* **GIVEN REQUEST**: Your copy of the material below should match it exactly, except that it holds no pictures.

◇ ◇ ◇ ◇ ◇ ◇ ◇

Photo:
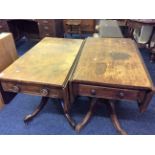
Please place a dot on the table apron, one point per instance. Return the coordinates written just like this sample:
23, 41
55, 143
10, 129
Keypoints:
108, 92
32, 89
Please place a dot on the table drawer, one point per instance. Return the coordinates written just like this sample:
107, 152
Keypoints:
33, 89
106, 92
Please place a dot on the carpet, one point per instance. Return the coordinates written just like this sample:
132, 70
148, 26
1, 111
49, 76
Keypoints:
51, 120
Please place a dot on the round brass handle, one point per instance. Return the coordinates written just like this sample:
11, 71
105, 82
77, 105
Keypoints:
93, 92
44, 92
15, 89
121, 94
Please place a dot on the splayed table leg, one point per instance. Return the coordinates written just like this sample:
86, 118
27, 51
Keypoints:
80, 125
114, 118
29, 117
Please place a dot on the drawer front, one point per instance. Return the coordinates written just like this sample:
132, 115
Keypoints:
106, 92
33, 89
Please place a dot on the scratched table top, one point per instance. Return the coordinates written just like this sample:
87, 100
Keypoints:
112, 62
48, 62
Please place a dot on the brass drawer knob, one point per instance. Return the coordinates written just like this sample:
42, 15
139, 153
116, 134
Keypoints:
44, 92
15, 89
121, 94
93, 92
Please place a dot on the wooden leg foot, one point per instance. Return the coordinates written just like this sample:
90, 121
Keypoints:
67, 115
80, 125
29, 117
114, 118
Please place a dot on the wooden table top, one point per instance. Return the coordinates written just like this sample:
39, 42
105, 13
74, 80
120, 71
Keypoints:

◇ ◇ ◇ ◇ ◇ ◇ ◇

* **FINAL RESULT**:
Photo:
Please place a dot on the table apron, one point per instance. Return the coordinates written just like this sample:
23, 41
55, 143
10, 129
Keypoints:
108, 92
32, 89
Please place a dot on the table drawer, one point per instance. Return the coordinates written just like this sample:
107, 152
Keypoints:
33, 89
106, 92
Please place a dot on the carpet, one point per instance. Return the coordinates written just like this sample:
132, 70
148, 26
1, 111
49, 76
Keypoints:
51, 120
Please place a dot on the round brass handle, one point per instance. Return the coordinates written just like this sample:
11, 71
105, 82
77, 105
Keypoints:
93, 92
44, 92
15, 89
121, 94
Please place a dot on the splayed table leg, one point per instance. Return the coordinates written just like this sample:
86, 118
27, 51
Keypoints:
80, 125
114, 118
29, 117
Please place a dot on the drawer front, one point per instance. Return the coordinates written just like this sample:
132, 115
Keypoints:
106, 92
33, 89
Please place a dot on the scratched table top, one point per instance. Return the coordinates written just like this sample:
87, 100
Keypoints:
112, 62
48, 62
Please place a dot on the brass drawer knob, one point per instance. Return the coordinates written just like this sample:
42, 15
139, 153
116, 134
Keypoints:
44, 92
15, 89
121, 94
93, 92
Please place a dot on the wooden leg foot, one point per instance. Return the coordinates written just like this sample:
90, 121
Keypoints:
67, 115
80, 125
29, 117
114, 118
Please place a dot on the wooden table top, one point per instance. Return the coordinates written just like this sample:
39, 42
105, 13
74, 80
120, 71
Keypoints:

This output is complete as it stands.